▸ WHAT IS BEING ASKED
Look below for the line containing "of the shoulder". Output it and each remaining line of the entries exactly, and nothing else.

▸ ENTRIES PROVIDED
────────
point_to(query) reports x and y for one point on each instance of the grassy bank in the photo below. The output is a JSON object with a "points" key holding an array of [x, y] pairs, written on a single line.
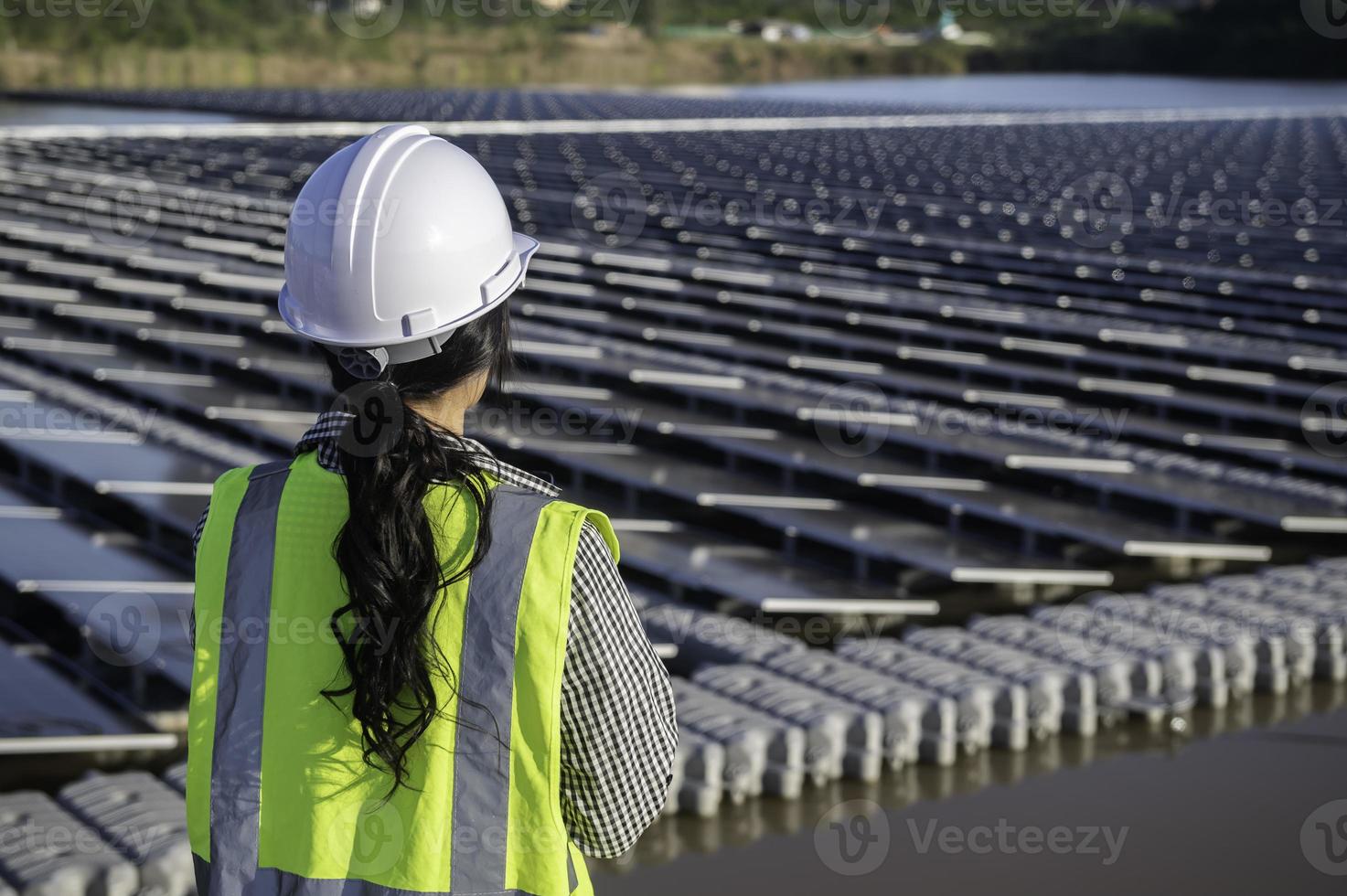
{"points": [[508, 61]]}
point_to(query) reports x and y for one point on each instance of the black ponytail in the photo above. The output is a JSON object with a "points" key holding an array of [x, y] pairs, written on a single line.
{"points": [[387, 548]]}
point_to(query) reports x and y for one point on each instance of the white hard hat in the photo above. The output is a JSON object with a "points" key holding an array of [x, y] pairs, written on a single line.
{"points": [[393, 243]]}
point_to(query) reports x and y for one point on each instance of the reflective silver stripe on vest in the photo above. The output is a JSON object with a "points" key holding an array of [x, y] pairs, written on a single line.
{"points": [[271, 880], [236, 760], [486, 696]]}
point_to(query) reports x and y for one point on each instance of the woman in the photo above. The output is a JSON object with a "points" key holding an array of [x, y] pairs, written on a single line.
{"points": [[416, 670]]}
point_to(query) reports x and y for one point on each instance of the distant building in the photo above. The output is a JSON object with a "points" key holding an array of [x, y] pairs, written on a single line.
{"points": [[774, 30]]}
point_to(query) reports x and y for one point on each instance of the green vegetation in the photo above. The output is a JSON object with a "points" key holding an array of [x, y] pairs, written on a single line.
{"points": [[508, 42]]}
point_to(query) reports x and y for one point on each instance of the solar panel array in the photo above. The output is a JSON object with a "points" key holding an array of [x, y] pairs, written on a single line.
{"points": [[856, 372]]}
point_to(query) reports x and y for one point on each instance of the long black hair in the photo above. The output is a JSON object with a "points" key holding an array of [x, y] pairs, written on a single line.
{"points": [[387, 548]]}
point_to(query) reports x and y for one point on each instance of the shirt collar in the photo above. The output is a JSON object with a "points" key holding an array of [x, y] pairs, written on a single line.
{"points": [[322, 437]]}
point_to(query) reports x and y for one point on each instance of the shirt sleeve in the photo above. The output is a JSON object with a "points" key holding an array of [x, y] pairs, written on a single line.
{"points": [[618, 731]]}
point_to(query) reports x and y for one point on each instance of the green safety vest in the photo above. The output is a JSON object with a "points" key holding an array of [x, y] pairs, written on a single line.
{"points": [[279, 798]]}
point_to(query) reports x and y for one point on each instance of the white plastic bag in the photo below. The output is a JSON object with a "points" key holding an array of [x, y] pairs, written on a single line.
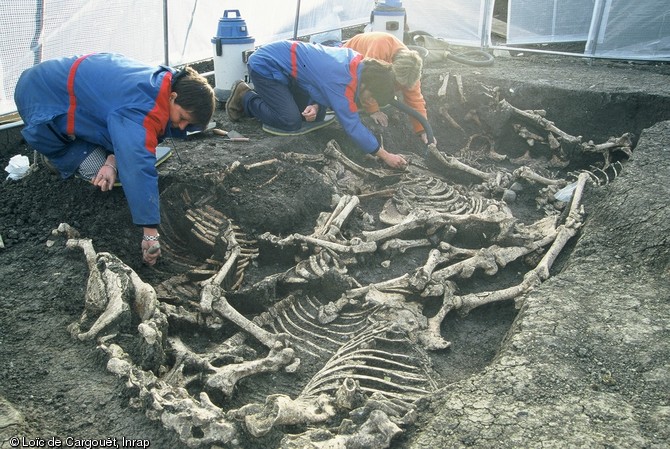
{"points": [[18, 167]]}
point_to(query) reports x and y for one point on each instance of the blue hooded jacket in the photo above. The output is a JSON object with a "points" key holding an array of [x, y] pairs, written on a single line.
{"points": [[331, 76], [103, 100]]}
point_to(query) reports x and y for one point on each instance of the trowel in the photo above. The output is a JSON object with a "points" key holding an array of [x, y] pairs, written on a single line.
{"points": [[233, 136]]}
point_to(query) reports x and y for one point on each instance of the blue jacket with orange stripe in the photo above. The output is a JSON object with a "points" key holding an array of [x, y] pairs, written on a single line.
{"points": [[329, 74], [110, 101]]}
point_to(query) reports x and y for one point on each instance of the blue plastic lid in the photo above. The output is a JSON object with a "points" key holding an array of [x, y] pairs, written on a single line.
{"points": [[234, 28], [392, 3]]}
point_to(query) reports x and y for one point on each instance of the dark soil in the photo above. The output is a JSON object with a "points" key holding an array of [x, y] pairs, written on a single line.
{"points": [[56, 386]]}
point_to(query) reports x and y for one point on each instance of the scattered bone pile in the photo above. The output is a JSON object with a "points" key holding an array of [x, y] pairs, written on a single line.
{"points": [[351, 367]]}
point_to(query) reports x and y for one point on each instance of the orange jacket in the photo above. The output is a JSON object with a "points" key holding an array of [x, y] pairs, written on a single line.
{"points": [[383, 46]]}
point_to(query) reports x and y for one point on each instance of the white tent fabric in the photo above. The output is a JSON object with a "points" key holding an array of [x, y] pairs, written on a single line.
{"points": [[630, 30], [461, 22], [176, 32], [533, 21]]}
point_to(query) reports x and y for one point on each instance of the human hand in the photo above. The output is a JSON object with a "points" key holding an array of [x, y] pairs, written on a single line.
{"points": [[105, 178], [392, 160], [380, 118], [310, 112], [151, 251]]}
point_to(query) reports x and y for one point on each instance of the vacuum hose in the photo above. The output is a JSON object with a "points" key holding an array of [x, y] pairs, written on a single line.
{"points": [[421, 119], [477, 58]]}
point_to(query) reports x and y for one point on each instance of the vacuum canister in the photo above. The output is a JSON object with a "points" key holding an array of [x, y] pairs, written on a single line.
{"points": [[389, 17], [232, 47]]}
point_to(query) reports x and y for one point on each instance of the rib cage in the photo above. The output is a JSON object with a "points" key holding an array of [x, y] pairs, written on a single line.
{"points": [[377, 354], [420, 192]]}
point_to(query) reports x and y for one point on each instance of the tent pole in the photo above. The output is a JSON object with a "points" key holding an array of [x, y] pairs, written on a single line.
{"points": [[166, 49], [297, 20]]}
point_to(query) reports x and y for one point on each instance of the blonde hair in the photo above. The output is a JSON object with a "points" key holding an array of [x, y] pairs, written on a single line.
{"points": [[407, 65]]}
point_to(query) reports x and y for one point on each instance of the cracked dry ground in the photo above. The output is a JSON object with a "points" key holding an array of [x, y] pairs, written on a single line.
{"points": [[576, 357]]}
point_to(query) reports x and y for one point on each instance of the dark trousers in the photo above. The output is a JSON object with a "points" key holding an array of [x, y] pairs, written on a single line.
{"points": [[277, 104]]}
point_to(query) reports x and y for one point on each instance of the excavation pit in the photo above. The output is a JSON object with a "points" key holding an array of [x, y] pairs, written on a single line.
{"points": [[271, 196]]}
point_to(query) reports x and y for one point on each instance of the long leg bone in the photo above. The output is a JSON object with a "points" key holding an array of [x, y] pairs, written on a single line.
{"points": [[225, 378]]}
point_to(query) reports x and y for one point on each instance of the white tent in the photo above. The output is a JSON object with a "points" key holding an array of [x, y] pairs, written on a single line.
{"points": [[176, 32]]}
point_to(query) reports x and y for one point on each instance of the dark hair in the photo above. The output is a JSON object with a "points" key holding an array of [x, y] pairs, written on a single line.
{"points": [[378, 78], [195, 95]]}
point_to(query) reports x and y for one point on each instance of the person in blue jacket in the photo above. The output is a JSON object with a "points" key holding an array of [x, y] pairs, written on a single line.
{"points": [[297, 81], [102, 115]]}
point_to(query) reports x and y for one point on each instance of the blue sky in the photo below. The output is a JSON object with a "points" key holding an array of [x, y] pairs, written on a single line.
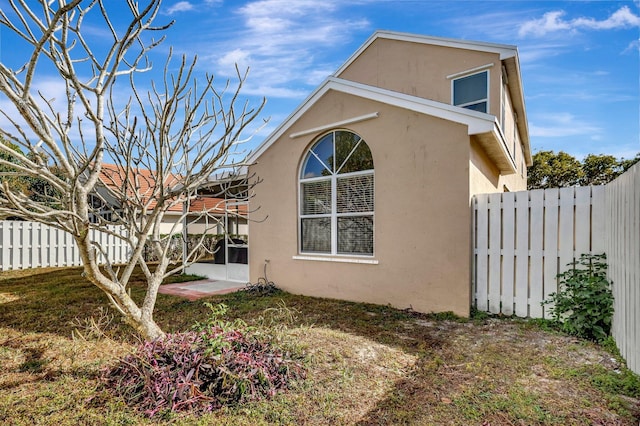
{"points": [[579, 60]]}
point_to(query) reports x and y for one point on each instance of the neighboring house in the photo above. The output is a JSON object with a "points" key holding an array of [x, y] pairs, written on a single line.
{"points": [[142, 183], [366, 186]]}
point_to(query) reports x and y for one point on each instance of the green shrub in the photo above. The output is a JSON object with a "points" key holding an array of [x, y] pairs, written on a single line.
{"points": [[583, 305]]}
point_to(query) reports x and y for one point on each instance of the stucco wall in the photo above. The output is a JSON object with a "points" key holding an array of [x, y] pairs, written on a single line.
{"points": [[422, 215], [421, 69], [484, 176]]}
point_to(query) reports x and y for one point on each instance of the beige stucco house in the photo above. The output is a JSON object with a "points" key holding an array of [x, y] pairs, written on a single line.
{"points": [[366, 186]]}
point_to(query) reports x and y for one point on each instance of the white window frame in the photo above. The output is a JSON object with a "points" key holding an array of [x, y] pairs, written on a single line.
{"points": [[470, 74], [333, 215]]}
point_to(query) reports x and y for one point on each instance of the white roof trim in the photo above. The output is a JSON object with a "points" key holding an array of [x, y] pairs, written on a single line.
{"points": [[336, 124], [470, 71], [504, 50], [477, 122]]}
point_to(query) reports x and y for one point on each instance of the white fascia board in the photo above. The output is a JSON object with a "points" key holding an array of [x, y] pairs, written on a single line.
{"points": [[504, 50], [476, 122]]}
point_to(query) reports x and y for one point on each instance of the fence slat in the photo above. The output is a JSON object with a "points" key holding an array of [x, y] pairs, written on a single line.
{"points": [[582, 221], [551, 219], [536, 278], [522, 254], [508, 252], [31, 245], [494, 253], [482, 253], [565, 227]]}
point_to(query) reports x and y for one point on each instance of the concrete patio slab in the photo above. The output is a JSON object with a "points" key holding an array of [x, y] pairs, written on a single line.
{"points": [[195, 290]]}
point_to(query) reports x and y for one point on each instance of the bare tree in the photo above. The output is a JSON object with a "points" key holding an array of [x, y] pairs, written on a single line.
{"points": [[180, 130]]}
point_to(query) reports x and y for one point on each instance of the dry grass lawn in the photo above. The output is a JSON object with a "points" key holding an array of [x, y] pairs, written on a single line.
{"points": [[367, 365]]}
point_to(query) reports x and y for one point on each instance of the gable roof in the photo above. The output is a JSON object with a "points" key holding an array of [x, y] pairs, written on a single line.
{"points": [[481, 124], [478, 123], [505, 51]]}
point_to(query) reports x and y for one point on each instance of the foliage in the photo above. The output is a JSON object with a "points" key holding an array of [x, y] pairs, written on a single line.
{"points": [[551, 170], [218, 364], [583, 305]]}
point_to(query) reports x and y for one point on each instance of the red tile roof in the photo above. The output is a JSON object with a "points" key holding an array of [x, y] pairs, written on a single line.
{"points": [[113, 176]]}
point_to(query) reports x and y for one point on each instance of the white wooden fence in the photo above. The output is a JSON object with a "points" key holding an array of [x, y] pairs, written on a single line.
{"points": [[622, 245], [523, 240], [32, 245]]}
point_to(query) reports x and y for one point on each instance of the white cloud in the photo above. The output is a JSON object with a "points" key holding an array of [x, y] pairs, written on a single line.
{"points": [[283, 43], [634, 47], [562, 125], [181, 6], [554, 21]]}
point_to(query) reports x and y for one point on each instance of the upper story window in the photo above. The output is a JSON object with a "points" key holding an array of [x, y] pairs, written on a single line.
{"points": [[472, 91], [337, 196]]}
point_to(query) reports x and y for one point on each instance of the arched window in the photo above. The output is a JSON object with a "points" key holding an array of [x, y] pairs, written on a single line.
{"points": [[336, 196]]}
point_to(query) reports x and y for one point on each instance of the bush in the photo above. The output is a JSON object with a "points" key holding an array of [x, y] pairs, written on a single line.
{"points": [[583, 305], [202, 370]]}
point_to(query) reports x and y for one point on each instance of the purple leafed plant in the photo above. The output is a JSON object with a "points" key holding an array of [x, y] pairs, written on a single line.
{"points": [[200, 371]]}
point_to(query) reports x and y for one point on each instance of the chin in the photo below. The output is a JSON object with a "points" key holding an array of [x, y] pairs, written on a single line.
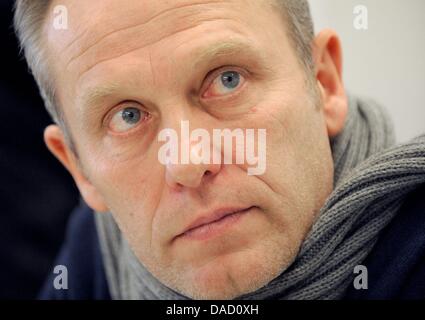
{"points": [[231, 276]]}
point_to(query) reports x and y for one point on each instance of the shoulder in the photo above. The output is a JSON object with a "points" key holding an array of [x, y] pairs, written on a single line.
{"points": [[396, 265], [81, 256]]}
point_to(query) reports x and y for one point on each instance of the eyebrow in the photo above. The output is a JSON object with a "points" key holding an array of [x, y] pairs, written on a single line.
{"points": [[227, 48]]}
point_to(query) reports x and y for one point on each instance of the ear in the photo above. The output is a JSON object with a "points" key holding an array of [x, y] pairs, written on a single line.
────────
▸ EXERCISE OUTPUT
point_to(query) reports x and y for one point on each instance of the shoulder in the photo above. The output is a JSON object with a "points" key holding an array of [x, y] pairs, written on a single line.
{"points": [[396, 265], [81, 256]]}
point_to(query) reports x and y for one point on each instance of the eyebrow in the photo above. The output is a JSON object with a "points" key holding an array of [x, y] pairs, written on a single line.
{"points": [[227, 48]]}
point_to(query) reports x and y for one point on each instance of the ear in the photo above. The output is a JSON object with a "points" key holding an array of [x, y] pairs, written on a single line.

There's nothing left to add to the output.